**PROBLEM TO SOLVE:** Reproduce the passage of the Doha letter below that starts with "Life had been" and goes on through "Until it does.", without changing any of its wording.

**SELECTED EXCERPT:**
______________________________

Letter from Doha
This story was published in Drafthorse: Lit Journal of Work and No Work
The buildings do not look like buildings, and the presumption to posture otherwise (glacials of glass wonky monoliths of steel approximating an excavation of polished terrestrial elements—or signifying firmaments, orbits, solar light, anywhere but the presence of here: caustics of wind, dust, heat) obscures a deep human misery. Legions of South Asians and Subsaharan Africans employed for years in the Gulf without their families, housed in putrid conditions, two dozen men bunked to a room, buckets for toilets and sinks, water just this side of potable, 12-16 hour shifts at worksites demarcated by long commutes in yellow school buses (windows kicked out, no A/C) in temperatures that strike outwards of 130° during the late spring, summer, and early fall.
Academically I’ve surveyed the camps (a tourist, the worst sort). Most of the laborers (notably outfitted in blue or orange jumpsuits, heads scarfed against the weather) make less in a month than I do in a day, with many yet still to clear the visa fees that brought them to Qatar in the first place. And my complicity in the matter is not pardoned by the convexity of history that affixes these men below the salacious spaces of my apartment, spidered about the concrete rise of another Intercontinental, bent in the sultry dusk of Labor Day, 2014.
That’s one story. Here’s another.
Oregon, the rainy season, six years ago. I’m an adjunct instructor in the English Department at Portland State University. I have taught so many sections my employment is set to terminate, for if I were to teach another consecutive term, HR would be forced to pay benefits. I’ve been on the academic job market since summer. So far half the fifty-plus applications submitted have been returned as cancelled searches—budgets pulled, departments closed, classes cut. I live in a one-bedroom apartment in the Alphabet District with my girlfriend. She’s a bartender, back at school to become a nurse.
Life had been different in Europe. I was alone in Europe, lean. Lived on what I earned. Lived well. Flat near the center of Prague. Worked three days a week. Wrote all the time. Read all the time. I was drinking less than I had in years. I smoked cigarettes on balconies at parties and listened to friends talk ontology and critical theory and none of it seemed forced or particularly pretentious but regular, like this is what people do and it’s fine. I thought, Living doesn’t have to be anymore than this. Until it does.

______________________________

**INFORMATION PROVIDED:**

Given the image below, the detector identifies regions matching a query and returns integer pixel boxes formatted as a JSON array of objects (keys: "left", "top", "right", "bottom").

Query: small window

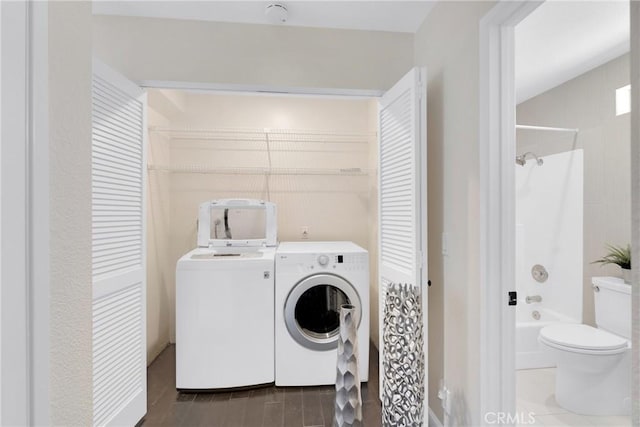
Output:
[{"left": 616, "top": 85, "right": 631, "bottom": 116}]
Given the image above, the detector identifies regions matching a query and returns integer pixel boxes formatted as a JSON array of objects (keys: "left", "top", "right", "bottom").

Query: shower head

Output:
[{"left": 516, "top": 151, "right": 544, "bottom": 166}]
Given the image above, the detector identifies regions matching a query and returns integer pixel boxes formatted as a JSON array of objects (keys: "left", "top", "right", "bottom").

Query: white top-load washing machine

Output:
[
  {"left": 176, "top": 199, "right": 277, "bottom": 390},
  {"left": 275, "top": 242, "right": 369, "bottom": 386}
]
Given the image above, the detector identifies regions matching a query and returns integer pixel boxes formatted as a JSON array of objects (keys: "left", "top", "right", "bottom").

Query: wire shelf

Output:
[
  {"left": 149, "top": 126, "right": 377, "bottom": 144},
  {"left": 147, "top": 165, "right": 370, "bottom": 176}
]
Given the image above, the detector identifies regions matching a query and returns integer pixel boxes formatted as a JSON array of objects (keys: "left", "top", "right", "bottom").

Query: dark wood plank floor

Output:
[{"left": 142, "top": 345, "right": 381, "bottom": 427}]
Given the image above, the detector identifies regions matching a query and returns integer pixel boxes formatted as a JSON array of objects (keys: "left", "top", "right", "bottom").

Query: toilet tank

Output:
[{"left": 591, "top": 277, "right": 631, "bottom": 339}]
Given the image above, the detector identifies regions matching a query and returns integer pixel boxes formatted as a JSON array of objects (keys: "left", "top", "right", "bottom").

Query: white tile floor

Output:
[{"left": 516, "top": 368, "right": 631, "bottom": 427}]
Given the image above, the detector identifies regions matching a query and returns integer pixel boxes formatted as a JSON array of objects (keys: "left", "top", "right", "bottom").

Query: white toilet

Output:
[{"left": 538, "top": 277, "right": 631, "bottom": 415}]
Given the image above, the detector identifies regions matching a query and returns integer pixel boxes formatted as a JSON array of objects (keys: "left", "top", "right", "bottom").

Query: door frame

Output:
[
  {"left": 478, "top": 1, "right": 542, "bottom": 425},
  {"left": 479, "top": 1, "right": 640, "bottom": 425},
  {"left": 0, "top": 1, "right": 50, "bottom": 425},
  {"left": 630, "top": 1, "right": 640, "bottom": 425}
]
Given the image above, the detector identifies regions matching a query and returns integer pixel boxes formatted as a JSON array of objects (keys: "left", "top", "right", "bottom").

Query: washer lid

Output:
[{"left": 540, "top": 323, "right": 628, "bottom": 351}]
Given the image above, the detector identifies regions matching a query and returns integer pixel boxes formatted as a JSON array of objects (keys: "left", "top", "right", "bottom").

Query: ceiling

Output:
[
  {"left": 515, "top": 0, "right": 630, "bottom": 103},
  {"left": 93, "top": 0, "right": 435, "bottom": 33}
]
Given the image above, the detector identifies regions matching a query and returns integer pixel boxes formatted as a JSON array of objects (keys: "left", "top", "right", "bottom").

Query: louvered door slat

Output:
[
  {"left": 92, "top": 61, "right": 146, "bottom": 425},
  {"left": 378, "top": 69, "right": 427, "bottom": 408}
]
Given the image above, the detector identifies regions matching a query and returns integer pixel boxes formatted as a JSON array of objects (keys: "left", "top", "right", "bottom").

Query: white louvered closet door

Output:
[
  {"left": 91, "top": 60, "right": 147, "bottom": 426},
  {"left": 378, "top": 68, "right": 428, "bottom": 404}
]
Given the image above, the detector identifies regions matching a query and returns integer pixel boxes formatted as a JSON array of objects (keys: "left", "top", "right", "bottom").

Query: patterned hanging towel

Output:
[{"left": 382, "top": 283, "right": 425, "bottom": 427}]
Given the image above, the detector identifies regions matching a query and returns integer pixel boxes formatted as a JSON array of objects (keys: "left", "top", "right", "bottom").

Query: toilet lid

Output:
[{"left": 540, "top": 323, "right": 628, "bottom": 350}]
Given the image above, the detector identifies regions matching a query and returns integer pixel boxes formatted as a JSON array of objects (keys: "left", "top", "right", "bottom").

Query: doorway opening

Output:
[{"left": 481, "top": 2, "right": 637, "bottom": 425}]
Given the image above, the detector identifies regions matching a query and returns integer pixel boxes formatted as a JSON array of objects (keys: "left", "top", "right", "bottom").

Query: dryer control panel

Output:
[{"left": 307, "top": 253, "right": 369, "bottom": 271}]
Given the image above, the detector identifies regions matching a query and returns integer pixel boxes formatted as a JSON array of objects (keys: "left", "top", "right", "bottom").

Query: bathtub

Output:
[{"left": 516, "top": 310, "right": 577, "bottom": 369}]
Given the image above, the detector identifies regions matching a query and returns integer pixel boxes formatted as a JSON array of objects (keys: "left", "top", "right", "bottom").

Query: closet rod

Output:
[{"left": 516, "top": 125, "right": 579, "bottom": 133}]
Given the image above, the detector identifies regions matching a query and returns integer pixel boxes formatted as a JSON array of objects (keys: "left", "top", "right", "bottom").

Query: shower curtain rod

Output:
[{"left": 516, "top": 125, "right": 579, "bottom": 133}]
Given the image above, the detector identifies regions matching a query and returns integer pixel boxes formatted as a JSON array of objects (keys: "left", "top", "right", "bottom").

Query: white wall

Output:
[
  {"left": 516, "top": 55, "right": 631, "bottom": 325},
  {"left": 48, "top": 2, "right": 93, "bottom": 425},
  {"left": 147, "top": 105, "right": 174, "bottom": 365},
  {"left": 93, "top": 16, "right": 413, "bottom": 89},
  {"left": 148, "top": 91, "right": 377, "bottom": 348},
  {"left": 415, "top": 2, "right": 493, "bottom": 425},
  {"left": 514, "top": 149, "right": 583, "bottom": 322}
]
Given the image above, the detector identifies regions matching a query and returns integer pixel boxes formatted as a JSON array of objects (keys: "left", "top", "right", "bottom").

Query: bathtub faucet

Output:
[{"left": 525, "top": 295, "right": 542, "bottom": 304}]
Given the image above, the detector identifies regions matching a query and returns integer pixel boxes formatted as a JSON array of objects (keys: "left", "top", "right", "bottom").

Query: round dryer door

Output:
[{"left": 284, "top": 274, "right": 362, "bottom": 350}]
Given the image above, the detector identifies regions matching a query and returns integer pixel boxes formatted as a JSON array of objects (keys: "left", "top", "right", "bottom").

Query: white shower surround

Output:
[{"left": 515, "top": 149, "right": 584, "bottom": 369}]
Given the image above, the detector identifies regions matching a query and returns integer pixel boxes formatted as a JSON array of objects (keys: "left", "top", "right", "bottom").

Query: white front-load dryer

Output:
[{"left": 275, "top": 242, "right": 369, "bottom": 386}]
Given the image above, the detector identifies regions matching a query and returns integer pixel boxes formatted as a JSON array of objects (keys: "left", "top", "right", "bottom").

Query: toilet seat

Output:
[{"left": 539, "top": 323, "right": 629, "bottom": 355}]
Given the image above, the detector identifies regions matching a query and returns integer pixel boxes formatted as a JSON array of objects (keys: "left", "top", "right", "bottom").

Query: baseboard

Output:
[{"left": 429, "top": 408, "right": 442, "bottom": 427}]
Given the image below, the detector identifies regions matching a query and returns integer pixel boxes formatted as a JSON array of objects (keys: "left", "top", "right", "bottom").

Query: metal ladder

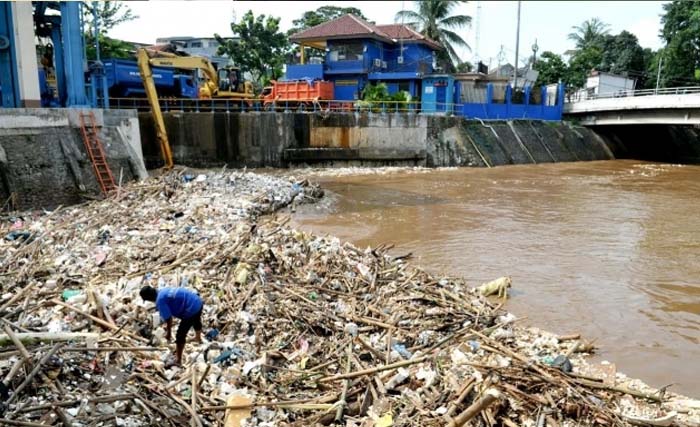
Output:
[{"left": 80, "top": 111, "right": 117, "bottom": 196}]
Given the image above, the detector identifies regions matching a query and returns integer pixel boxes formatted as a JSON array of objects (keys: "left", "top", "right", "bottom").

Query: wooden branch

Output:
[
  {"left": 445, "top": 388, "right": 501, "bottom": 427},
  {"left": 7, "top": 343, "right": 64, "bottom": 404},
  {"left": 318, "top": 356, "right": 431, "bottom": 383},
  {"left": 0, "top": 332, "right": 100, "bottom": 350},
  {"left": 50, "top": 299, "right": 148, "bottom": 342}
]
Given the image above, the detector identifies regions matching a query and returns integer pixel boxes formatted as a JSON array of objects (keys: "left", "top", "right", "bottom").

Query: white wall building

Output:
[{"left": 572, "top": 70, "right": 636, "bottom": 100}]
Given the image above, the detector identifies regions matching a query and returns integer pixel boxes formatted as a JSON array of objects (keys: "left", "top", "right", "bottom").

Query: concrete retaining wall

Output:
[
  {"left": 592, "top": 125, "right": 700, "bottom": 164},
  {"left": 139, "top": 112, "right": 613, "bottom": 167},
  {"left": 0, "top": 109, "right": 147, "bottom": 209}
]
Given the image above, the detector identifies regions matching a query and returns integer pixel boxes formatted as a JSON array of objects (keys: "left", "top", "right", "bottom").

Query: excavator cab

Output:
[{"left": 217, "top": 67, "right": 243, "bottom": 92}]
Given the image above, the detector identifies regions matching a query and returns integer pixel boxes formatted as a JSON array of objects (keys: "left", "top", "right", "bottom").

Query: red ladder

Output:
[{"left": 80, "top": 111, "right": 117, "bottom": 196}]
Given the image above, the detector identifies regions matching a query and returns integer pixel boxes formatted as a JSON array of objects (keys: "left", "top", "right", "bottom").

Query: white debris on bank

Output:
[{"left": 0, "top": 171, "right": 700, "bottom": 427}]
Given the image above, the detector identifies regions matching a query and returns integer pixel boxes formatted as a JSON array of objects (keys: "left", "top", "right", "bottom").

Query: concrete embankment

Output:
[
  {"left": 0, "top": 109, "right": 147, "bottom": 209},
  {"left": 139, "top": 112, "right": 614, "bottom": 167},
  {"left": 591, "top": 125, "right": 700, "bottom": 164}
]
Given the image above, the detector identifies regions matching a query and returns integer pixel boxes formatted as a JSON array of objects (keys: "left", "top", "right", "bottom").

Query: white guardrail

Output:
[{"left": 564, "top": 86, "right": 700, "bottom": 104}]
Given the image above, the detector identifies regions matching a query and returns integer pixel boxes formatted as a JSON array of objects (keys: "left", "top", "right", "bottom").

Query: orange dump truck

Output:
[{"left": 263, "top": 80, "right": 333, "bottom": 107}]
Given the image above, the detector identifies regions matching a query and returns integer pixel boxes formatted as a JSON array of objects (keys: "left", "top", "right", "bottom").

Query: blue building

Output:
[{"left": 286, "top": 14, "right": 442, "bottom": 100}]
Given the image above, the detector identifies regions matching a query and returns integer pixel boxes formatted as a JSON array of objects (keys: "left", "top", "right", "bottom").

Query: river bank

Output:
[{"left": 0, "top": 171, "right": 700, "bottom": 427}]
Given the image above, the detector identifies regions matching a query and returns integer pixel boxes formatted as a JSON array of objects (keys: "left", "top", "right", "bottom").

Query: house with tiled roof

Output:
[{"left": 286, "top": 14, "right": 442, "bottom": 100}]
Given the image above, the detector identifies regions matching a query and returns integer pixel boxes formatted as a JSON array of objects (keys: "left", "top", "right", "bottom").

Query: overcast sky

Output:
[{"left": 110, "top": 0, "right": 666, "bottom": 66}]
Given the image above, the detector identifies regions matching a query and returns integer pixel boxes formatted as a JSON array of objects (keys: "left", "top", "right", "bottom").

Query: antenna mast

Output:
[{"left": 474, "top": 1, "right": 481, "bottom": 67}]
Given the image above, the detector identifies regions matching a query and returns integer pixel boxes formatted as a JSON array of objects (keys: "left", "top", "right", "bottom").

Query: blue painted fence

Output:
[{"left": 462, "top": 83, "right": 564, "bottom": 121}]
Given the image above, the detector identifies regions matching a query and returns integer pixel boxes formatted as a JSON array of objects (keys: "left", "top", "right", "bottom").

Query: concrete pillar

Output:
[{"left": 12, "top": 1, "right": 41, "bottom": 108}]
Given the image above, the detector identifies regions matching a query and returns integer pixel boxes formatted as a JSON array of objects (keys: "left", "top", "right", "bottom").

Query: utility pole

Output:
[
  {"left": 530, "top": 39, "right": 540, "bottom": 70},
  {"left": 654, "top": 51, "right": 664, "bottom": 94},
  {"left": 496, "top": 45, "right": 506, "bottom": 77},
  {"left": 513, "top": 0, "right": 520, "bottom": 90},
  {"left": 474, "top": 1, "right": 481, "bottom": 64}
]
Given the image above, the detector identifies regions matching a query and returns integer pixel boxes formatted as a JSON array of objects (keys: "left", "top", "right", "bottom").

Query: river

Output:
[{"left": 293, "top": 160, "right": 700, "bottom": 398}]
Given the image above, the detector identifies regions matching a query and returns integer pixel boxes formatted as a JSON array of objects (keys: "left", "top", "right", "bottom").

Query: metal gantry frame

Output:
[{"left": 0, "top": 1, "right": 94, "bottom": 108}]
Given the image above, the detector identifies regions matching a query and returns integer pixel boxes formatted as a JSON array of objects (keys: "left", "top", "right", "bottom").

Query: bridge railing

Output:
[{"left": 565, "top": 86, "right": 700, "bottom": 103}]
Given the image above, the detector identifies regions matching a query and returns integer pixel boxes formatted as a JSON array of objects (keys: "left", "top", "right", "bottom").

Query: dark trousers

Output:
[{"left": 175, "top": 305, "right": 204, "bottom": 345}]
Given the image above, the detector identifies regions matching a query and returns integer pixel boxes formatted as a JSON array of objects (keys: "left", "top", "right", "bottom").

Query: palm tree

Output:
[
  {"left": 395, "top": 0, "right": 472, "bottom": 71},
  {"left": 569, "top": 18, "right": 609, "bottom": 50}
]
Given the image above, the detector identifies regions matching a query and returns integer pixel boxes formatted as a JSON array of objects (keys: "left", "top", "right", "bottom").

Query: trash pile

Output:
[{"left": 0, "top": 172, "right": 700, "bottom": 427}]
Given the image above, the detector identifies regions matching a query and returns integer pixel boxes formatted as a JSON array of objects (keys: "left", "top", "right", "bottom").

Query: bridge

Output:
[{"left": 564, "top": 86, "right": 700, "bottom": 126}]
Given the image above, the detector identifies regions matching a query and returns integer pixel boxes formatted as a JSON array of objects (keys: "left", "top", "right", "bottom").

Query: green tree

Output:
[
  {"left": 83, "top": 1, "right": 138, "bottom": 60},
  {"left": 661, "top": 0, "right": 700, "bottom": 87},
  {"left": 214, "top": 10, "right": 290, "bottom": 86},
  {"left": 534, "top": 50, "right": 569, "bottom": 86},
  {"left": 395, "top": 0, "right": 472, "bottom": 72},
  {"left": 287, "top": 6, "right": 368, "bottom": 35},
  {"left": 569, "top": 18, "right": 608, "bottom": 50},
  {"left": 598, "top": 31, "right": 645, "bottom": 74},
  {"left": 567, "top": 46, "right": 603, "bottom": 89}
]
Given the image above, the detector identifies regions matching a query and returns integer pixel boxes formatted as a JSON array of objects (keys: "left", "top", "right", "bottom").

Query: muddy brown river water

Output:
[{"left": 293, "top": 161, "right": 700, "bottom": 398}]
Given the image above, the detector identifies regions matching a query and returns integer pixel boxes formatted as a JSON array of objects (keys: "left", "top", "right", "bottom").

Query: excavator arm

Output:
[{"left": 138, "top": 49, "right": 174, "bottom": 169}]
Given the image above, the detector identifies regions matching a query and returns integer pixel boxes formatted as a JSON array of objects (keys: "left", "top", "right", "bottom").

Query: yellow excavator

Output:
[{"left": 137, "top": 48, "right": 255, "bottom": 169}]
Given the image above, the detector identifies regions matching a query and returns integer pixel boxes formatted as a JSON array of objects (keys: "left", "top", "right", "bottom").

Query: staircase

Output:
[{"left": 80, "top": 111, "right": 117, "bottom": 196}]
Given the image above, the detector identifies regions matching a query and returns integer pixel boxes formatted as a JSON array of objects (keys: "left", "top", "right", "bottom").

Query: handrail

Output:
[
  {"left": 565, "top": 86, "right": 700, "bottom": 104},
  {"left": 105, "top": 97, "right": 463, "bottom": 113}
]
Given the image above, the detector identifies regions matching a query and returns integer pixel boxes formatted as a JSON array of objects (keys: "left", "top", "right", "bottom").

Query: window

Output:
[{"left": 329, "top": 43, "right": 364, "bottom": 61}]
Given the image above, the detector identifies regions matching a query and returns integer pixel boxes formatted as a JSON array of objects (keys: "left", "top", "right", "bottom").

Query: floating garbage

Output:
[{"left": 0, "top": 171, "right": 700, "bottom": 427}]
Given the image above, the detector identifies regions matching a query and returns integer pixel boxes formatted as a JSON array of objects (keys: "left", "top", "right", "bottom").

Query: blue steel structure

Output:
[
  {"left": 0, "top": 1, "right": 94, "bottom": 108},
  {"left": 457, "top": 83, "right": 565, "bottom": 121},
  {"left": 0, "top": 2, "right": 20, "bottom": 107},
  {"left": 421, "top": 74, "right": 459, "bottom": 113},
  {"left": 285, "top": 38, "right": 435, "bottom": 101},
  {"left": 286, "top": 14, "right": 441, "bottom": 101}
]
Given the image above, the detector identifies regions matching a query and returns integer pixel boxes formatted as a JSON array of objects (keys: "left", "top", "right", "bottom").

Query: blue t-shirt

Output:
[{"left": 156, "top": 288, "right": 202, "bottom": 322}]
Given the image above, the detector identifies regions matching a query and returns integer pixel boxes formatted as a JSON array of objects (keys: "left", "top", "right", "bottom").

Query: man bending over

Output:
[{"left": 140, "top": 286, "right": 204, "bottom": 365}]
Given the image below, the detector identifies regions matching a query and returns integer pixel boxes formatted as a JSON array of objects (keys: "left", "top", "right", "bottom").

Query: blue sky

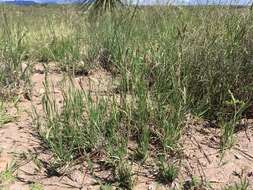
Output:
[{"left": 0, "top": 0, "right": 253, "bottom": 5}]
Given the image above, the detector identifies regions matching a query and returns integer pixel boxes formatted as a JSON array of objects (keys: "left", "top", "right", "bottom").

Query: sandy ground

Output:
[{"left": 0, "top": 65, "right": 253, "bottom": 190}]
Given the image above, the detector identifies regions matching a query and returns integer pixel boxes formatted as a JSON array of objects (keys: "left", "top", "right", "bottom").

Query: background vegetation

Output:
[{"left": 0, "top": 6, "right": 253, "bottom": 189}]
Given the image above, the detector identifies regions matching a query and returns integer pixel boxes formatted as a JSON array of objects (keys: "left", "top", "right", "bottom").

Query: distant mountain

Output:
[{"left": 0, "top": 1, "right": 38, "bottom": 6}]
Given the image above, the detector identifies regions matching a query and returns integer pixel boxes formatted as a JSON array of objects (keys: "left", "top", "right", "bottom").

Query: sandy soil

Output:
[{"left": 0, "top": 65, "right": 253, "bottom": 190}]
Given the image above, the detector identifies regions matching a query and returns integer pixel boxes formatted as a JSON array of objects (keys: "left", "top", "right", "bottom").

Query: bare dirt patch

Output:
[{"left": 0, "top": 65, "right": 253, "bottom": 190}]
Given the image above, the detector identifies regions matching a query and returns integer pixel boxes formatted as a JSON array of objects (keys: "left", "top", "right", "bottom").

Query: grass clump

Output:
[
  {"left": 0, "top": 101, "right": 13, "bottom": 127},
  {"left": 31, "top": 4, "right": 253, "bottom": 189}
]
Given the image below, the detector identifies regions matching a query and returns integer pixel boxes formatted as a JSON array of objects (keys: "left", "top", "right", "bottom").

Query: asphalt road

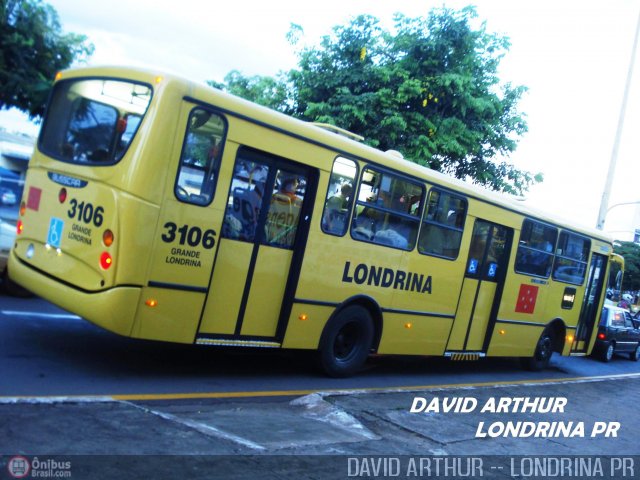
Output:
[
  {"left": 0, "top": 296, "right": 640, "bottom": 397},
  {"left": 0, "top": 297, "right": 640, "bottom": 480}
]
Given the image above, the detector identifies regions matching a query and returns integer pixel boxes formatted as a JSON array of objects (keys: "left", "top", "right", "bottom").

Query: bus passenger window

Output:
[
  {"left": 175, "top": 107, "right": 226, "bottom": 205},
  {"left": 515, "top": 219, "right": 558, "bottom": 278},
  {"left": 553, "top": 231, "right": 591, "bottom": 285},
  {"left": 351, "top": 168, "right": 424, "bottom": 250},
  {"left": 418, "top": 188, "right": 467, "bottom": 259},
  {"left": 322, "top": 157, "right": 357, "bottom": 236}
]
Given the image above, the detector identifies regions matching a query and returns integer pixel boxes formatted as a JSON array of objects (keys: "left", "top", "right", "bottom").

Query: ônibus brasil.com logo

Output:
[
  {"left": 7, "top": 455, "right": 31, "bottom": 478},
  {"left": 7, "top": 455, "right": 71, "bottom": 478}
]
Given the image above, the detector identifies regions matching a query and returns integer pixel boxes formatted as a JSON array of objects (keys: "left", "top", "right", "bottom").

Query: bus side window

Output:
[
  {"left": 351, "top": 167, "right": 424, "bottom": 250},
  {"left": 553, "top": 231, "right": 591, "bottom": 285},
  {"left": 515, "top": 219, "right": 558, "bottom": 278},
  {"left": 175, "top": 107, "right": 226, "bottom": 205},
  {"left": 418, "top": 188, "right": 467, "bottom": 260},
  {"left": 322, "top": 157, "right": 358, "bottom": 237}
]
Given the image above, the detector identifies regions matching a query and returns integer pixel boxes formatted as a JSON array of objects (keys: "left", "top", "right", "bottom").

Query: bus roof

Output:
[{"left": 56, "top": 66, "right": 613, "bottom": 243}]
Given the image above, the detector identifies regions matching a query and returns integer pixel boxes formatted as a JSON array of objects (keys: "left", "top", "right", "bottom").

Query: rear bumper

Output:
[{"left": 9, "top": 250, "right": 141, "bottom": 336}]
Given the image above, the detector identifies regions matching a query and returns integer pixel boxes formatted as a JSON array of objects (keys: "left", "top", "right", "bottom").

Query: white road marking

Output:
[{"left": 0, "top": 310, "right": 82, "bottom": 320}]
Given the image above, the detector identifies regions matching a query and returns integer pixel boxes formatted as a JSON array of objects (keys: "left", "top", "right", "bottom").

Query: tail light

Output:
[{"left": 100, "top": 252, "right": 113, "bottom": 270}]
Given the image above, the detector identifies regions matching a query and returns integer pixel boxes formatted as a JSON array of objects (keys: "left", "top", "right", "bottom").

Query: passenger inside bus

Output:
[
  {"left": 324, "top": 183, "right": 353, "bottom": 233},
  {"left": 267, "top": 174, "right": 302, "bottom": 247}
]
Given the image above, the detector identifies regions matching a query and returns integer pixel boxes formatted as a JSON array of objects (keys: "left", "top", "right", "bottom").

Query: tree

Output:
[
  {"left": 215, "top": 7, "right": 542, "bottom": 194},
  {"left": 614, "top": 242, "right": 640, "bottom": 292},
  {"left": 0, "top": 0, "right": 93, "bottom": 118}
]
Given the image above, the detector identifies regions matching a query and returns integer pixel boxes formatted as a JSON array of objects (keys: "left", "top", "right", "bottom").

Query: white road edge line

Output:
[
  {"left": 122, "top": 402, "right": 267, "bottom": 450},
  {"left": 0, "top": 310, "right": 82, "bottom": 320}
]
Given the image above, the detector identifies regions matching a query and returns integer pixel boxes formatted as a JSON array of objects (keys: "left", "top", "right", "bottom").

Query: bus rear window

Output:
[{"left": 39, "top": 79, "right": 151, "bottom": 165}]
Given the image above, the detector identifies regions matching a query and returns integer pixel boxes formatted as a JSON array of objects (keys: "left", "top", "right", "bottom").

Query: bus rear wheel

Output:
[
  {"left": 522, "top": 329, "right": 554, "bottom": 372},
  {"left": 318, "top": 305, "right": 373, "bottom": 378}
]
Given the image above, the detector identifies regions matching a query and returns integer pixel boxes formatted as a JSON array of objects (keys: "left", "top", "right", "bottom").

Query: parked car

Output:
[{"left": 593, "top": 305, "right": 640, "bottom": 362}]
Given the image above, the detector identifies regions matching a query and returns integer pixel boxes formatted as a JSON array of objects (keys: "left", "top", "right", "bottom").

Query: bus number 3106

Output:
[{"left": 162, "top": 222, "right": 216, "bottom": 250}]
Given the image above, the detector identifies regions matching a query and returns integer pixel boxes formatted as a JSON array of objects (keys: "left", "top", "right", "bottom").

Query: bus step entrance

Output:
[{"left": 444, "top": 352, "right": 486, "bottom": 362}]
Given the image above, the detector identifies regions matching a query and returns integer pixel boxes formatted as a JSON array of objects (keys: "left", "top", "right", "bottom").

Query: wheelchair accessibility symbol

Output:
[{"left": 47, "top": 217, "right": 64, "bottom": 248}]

______________________________

**TASK SOLUTION:**
Life had been different in Europe. I was alone in Europe, lean. Lived on what I earned. Lived well. Flat near the center of Prague. Worked three days a week. Wrote all the time. Read all the time. I was drinking less than I had in years. I smoked cigarettes on balconies at parties and listened to friends talk ontology and critical theory and none of it seemed forced or particularly pretentious but regular, like this is what people do and it’s fine. I thought, Living doesn’t have to be anymore than this. Until it does.